### WORK TO COMPLETE
Would you please repeat exactly the lines from the one containing "of the protective" to the end of the records, both included, and leave out the rest?

┌─ MATERIAL PROVIDED

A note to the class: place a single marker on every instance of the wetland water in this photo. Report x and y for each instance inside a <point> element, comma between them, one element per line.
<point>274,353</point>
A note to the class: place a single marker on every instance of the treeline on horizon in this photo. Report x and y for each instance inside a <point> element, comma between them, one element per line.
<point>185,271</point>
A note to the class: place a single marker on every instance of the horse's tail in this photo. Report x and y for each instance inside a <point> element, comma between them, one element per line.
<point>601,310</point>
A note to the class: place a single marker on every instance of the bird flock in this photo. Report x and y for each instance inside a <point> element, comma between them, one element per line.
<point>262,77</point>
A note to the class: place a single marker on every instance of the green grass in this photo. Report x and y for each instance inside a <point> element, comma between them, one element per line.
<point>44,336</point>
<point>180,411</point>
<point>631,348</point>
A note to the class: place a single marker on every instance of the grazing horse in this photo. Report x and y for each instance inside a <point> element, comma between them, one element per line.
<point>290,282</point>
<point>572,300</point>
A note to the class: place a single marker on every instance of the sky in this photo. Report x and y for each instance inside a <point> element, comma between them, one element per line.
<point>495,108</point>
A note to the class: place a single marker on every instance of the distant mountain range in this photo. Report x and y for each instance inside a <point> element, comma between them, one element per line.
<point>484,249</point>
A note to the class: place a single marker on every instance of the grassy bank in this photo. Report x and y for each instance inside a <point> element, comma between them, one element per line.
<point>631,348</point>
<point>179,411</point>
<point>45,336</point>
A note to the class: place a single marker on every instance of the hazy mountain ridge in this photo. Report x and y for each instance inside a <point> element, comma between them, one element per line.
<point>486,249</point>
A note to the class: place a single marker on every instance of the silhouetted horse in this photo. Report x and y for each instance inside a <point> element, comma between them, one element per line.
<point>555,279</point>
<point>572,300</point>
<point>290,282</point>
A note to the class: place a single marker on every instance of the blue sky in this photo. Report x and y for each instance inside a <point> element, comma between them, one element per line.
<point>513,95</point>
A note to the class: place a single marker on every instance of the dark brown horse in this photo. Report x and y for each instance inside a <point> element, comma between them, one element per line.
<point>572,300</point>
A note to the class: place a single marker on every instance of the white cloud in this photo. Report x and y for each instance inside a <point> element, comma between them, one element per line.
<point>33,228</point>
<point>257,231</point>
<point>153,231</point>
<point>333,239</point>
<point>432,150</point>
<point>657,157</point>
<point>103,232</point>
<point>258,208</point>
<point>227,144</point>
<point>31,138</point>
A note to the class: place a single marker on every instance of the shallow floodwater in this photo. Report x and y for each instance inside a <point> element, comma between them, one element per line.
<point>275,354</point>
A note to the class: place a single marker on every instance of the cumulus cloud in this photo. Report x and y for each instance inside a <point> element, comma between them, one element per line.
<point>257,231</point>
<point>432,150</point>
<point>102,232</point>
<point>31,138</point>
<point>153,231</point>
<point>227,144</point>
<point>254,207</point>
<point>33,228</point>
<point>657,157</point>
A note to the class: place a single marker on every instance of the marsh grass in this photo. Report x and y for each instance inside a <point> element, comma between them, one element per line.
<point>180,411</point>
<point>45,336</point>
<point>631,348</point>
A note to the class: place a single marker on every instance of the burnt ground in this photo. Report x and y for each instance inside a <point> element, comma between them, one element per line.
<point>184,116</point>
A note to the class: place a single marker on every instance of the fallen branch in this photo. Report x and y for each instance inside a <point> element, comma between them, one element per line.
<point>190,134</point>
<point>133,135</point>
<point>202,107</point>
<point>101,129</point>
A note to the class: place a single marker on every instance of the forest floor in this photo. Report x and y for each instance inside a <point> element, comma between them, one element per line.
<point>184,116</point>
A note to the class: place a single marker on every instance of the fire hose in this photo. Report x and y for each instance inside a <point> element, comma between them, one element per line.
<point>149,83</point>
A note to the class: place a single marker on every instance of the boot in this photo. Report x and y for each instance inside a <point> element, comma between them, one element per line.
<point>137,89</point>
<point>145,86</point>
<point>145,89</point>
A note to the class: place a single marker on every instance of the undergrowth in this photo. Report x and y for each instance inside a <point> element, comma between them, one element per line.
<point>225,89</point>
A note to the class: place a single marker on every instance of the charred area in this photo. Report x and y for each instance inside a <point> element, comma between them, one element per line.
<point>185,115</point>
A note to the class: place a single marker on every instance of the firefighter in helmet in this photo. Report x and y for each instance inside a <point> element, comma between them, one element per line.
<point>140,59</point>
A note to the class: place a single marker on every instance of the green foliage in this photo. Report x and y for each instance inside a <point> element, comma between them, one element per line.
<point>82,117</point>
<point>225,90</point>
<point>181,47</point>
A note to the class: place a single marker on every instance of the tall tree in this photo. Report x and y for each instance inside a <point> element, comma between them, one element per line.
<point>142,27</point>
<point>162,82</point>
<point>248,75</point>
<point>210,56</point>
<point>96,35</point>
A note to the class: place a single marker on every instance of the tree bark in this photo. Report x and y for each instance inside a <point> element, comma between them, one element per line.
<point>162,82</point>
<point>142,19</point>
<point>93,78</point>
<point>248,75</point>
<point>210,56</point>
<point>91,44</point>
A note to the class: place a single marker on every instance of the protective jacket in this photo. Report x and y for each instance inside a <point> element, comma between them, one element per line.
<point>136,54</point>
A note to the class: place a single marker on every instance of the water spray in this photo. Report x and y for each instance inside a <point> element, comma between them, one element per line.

└─

### TASK OUTPUT
A note to the class: place a single marker on every instance of the protective jacket in this photo. Report x and y for each instance inside a <point> element, comma between them, one element per line.
<point>136,54</point>
A note to the class: place a single marker on every instance of the water spray in this photo. Report x and y for each instance inside a <point> element, comma between them, one element per line.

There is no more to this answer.